══ Excerpt provided

FINAL DAY OF THE NATIONAL COMMUNITY ARTS INDABA
From Reflection to Responsibility
As delegates gather on the final day of the National Community Arts Indaba, the mood shifts from diagnosis to decision. After days of listening, debating, mapping challenges and surfacing long-standing frustrations, the last day is designed to bring clarity on what comes next before participants return to their provinces.
This final engagement is not ceremonial. It is a working session that asks difficult questions about accountability, coordination and continuity in the community arts sector. The emphasis moves away from identifying problems — many of which are well known — towards consolidating insights and outlining pathways for action.
Image: ATCA Logo (Source: ACTA)
Consolidating Provincial Realities
One of the key objectives of the final day is to consolidate inputs from provincial engagements. Delegates are invited to reflect on recurring patterns that emerged across regions: infrastructure decay, insecure land tenure, uneven access to funding, limited technical support, and the disconnect between national policy intentions and local realities.
By bringing these reflections together, the Indaba creates a national picture of community arts that goes beyond isolated experiences. This process is critical in ensuring that provincial voices are not treated as standalone complaints, but as evidence of systemic conditions requiring coordinated responses.
Image: DSAC Logo (Source: www.gov.za)
From Dialogue to Frameworks
The final day also focuses on translating discussion into structured frameworks. This includes interrogating how existing policies, funding instruments and institutional arrangements can be strengthened to better support community arts practice.

════
══ Extracted material

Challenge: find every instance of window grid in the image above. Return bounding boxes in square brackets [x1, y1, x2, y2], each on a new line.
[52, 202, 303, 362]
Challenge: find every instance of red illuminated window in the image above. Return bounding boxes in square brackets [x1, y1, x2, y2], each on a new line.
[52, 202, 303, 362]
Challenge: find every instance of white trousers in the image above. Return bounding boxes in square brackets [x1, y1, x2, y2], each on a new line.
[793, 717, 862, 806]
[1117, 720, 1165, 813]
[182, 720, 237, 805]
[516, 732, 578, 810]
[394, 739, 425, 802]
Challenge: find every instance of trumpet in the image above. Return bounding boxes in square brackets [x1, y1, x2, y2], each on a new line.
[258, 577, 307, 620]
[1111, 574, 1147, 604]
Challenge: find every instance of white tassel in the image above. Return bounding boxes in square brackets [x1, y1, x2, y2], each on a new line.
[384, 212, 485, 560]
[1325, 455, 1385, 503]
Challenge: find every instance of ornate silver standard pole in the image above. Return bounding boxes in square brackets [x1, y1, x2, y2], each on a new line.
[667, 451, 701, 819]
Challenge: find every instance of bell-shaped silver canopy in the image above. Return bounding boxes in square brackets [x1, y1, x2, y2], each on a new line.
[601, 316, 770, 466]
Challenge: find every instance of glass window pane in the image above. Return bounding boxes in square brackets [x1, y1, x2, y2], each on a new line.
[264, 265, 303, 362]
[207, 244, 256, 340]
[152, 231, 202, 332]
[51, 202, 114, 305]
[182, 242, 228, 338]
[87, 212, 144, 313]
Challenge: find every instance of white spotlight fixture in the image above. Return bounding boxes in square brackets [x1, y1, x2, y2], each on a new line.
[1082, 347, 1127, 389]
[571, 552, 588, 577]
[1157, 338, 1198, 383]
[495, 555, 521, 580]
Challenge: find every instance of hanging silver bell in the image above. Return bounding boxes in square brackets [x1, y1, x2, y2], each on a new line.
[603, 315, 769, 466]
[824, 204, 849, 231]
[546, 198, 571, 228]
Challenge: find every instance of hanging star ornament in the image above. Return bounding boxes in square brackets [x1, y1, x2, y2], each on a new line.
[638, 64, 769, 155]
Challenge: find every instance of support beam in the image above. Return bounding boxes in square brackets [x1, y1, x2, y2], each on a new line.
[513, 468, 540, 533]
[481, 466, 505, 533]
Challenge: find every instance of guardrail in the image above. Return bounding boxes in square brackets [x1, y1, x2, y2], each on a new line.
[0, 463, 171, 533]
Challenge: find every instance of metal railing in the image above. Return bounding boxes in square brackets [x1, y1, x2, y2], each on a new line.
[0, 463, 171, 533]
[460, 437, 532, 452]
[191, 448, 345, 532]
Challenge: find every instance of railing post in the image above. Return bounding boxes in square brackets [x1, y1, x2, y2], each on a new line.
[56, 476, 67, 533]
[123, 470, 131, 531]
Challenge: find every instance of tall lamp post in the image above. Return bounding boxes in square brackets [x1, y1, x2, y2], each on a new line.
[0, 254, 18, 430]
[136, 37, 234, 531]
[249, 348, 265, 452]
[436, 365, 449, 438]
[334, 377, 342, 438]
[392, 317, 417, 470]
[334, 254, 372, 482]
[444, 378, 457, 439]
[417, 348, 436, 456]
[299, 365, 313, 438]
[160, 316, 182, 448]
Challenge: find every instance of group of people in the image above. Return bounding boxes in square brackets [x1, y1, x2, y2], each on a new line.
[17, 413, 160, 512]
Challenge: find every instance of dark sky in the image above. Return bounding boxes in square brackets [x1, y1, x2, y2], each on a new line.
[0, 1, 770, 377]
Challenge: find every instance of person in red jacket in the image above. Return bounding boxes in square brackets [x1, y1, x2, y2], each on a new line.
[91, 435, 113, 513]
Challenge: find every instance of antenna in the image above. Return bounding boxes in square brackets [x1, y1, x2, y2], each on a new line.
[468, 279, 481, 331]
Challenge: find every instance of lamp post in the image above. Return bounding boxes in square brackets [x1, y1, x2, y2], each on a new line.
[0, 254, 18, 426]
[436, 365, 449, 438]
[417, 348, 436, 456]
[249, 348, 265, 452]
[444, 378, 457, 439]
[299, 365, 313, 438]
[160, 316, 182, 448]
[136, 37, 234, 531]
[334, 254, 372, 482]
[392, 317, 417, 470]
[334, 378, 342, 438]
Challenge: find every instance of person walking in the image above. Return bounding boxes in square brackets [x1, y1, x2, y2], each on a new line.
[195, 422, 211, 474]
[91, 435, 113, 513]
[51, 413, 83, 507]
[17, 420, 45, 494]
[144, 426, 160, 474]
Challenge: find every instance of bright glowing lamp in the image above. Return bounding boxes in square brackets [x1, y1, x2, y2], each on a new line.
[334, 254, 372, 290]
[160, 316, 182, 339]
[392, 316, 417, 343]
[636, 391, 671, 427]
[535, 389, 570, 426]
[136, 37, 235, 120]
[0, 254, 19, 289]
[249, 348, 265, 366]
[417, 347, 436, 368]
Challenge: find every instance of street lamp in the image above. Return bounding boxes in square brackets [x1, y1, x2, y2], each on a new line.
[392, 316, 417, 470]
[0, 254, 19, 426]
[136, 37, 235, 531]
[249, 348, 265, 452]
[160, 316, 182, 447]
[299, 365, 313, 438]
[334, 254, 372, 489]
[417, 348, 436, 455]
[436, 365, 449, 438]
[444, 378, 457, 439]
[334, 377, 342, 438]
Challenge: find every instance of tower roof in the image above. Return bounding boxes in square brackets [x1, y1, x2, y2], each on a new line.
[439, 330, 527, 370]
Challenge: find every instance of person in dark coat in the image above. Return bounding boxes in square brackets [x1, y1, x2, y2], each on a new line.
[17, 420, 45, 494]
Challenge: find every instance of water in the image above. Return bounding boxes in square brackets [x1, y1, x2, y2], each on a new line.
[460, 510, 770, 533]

════

▸ **Exercise instructions**:
**1.** In the Indaba article, what is named as one of the key objectives of the final day?
**2.** Reproduce word for word the part of the Indaba article starting at "By bringing these" and ending at "requiring coordinated responses.".
Rely only on the Indaba article when answering.

▸ **Numbered responses**:
**1.** To consolidate inputs from provincial engagements.

**2.**
By bringing these reflections together, the Indaba creates a national picture of community arts that goes beyond isolated experiences. This process is critical in ensuring that provincial voices are not treated as standalone complaints, but as evidence of systemic conditions requiring coordinated responses.